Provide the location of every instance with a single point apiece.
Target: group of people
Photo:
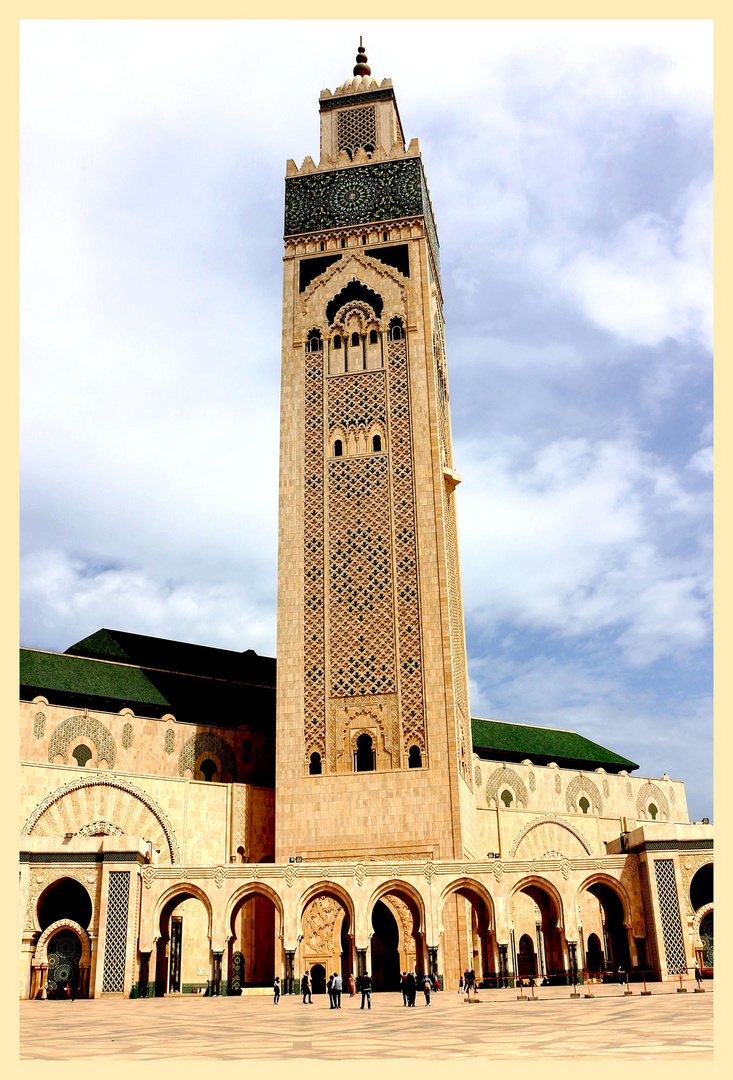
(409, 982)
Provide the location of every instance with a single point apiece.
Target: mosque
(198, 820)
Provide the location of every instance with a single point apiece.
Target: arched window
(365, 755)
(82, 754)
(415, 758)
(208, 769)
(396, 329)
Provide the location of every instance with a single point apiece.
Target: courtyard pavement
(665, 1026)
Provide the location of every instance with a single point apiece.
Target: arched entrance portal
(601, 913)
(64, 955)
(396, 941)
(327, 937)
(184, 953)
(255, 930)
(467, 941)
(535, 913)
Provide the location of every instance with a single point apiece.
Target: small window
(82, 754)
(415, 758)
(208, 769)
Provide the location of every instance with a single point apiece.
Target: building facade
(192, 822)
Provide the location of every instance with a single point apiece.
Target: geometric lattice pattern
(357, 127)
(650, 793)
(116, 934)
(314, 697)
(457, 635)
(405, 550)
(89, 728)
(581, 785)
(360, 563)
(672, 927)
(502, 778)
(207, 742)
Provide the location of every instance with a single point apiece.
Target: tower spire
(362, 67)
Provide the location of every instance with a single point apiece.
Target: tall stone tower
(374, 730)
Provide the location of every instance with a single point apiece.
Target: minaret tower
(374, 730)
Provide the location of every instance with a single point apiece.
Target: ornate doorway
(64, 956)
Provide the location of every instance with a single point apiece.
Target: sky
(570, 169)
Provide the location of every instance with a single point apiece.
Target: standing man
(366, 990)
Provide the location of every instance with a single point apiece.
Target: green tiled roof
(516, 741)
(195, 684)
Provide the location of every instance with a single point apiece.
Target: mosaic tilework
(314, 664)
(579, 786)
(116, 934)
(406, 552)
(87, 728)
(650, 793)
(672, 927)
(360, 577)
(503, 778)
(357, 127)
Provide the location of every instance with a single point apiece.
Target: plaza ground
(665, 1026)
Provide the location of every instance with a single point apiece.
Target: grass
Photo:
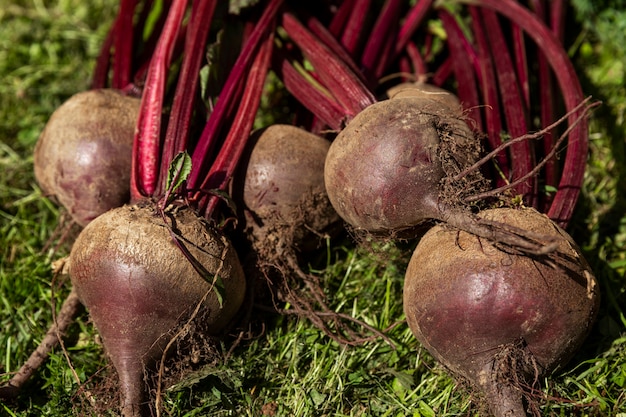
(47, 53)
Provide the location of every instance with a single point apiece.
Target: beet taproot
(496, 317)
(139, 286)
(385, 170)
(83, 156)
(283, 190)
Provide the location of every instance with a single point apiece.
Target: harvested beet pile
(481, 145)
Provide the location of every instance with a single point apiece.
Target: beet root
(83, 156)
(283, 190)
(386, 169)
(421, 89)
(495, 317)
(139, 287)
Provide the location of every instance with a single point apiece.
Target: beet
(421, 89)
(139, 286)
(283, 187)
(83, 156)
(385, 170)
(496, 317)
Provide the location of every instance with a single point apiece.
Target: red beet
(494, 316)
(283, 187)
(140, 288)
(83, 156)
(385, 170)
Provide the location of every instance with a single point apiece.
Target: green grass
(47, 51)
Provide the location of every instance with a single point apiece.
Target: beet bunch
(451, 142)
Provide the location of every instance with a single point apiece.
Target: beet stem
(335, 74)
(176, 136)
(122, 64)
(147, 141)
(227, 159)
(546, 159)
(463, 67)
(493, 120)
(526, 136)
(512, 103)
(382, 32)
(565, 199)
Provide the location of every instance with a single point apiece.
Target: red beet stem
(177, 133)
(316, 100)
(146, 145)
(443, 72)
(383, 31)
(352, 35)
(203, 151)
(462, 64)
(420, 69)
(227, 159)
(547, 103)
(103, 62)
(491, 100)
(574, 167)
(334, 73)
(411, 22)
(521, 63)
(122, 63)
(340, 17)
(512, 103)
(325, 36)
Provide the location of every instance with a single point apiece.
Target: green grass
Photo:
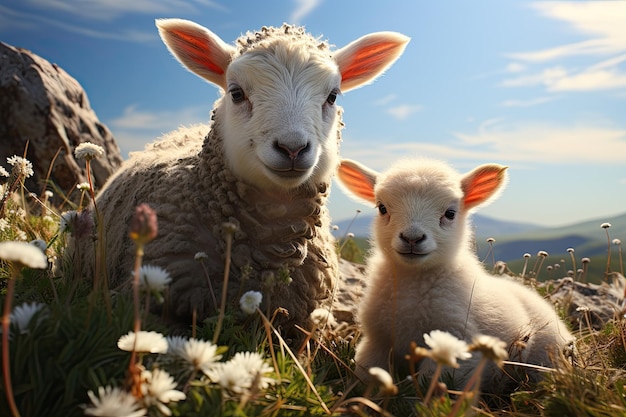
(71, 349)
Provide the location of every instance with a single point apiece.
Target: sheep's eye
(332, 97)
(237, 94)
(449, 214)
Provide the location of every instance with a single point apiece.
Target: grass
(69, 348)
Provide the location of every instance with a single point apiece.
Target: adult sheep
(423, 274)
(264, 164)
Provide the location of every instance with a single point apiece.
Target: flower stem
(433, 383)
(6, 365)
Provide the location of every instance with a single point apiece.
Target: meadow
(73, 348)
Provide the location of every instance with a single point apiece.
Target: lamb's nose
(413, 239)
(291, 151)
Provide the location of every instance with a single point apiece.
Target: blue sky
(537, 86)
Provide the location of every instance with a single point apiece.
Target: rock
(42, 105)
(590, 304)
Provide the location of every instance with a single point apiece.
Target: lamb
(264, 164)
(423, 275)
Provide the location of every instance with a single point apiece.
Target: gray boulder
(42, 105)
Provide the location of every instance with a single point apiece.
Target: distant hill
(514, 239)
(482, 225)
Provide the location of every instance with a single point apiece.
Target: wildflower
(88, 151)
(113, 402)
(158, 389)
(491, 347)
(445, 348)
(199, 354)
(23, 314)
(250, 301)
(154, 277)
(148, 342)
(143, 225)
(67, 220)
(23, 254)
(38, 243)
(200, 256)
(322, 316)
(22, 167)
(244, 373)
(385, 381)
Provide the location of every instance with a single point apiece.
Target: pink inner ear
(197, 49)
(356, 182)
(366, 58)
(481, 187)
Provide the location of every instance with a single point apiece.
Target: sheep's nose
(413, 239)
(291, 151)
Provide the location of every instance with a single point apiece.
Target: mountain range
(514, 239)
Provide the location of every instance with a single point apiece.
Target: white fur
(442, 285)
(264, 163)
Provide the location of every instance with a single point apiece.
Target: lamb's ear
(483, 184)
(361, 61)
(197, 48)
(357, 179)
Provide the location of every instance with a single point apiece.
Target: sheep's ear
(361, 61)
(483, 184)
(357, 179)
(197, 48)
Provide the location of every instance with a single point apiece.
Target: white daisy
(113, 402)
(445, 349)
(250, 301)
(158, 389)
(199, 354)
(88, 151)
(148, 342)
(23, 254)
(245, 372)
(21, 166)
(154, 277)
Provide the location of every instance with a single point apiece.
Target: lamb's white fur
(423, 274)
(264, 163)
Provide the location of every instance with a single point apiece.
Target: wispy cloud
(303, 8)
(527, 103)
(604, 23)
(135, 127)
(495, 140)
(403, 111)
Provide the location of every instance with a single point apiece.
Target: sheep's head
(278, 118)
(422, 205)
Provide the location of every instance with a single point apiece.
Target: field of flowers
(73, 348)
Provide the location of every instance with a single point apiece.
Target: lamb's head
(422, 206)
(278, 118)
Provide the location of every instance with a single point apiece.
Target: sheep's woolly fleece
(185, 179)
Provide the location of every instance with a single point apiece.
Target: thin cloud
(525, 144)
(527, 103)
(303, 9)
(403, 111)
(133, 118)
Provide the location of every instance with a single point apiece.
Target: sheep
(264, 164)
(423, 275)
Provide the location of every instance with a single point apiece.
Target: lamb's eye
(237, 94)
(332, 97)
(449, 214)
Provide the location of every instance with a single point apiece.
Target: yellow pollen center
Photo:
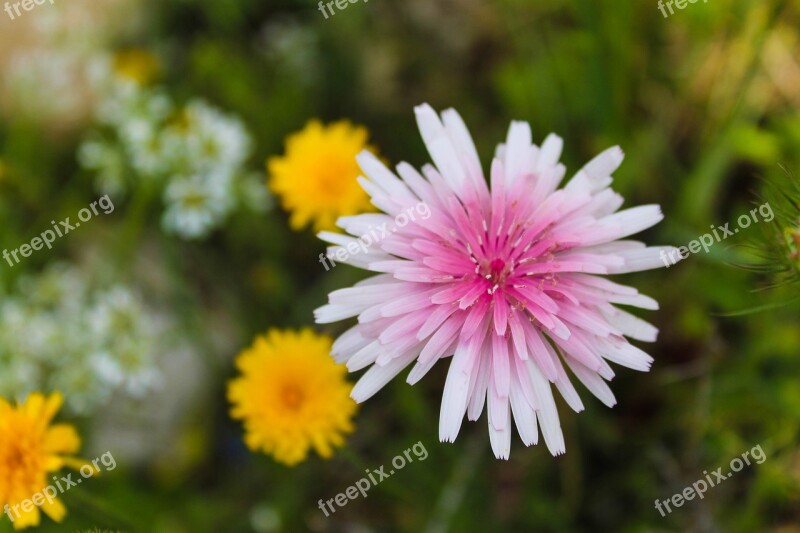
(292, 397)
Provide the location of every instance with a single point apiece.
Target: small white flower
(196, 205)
# # # # # # #
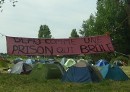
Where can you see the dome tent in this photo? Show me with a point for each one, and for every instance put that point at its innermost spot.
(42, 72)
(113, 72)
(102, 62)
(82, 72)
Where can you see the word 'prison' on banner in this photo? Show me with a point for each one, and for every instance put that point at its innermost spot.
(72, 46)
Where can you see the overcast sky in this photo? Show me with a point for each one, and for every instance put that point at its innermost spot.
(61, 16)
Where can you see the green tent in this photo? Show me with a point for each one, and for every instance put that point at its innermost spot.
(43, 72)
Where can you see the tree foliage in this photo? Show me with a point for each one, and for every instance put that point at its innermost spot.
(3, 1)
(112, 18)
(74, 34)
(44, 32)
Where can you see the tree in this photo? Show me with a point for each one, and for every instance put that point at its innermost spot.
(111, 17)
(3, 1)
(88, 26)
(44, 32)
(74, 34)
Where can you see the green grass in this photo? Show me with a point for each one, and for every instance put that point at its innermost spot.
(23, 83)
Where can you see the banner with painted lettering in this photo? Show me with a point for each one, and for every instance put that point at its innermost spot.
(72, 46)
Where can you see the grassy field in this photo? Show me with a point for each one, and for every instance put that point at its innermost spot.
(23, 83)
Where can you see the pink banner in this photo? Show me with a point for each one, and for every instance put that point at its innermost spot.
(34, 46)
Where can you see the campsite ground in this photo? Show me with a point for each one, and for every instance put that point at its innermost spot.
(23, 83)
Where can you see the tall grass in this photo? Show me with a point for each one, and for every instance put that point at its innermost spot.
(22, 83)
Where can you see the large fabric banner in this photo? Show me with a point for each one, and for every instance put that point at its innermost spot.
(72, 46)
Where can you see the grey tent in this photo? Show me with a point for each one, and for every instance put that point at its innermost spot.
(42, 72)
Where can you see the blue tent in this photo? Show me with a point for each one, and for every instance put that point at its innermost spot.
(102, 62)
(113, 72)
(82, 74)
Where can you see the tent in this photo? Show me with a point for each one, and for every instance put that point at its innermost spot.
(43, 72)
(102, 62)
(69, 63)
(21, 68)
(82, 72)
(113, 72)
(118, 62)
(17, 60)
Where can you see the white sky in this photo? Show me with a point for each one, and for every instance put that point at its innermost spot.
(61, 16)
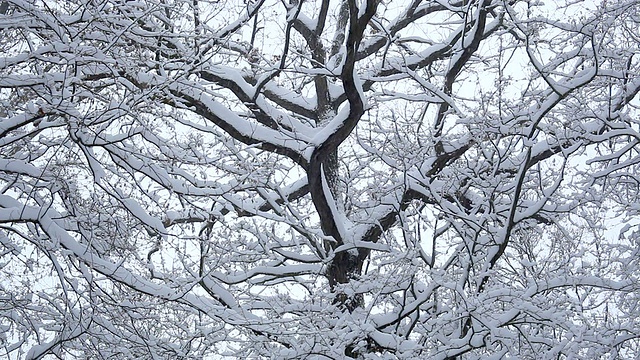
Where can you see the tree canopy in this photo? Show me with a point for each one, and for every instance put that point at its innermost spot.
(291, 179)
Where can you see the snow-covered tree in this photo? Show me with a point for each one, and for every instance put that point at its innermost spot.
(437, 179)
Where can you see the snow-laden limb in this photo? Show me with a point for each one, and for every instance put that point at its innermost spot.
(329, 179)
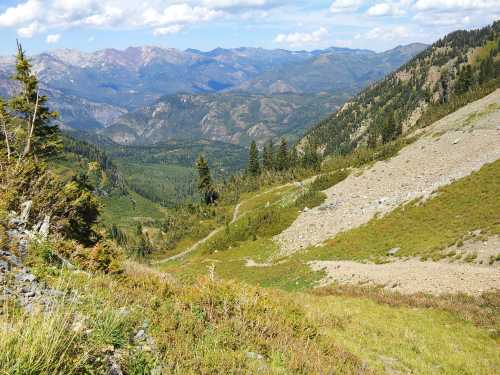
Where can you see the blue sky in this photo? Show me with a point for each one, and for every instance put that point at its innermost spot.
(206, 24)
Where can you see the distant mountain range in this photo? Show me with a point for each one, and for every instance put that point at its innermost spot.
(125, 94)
# # # # # # #
Given instruction: Gather every line of the items above that contains the word "tree" and copy each such line in full.

Written reply:
Where can you see the tree foliage in this photo? Show me with a point for each one, and for every instance put that point at its innermost spot.
Where can you see the tree in this photo? Show me with a point for each one, and for every instance put that point at its innermost spot.
Where can you see the tree canopy in this photo? Show me with a point for each one, and for every instance put that point at its innermost spot.
Where can you see the snow-covered tree in this photo? Show me with a point for each one, and for every instance put that point at its innermost spot.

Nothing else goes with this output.